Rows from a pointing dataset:
—————

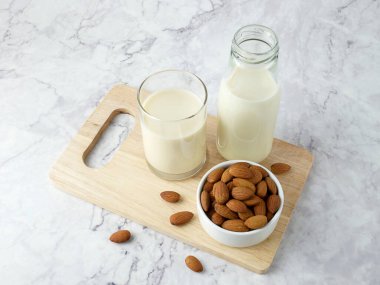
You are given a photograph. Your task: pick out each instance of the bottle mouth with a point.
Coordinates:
(255, 44)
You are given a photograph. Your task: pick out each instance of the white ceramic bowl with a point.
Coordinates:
(237, 239)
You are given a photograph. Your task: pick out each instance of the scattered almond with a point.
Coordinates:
(264, 173)
(221, 192)
(120, 236)
(217, 219)
(271, 185)
(255, 200)
(240, 182)
(208, 186)
(261, 189)
(181, 218)
(226, 176)
(215, 175)
(273, 203)
(256, 222)
(236, 225)
(280, 168)
(237, 206)
(256, 176)
(245, 215)
(205, 200)
(225, 212)
(260, 209)
(170, 196)
(240, 171)
(242, 193)
(193, 263)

—————

Problem statement: Put the lines above into a numbered list, skipping any blank lines. Leave the pictures out of your answer.

Answer to this exercise:
1. You are given a photograph. Your task: pick out each instance of the bottle mouth with a point.
2. Coordinates:
3. (255, 44)
4. You are given a photograph. Your task: pick out each instance of the white ceramic bowl with a point.
5. Coordinates:
6. (237, 239)
7. You are given a photograph. Your task: pick out each instance of the scattered almond with a point.
8. Coordinates:
9. (264, 173)
10. (221, 192)
11. (120, 236)
12. (217, 219)
13. (271, 185)
14. (255, 200)
15. (240, 182)
16. (208, 186)
17. (261, 189)
18. (181, 218)
19. (226, 176)
20. (215, 175)
21. (273, 203)
22. (256, 222)
23. (236, 225)
24. (280, 168)
25. (237, 206)
26. (256, 176)
27. (245, 215)
28. (205, 200)
29. (225, 212)
30. (260, 209)
31. (170, 196)
32. (240, 171)
33. (242, 193)
34. (193, 263)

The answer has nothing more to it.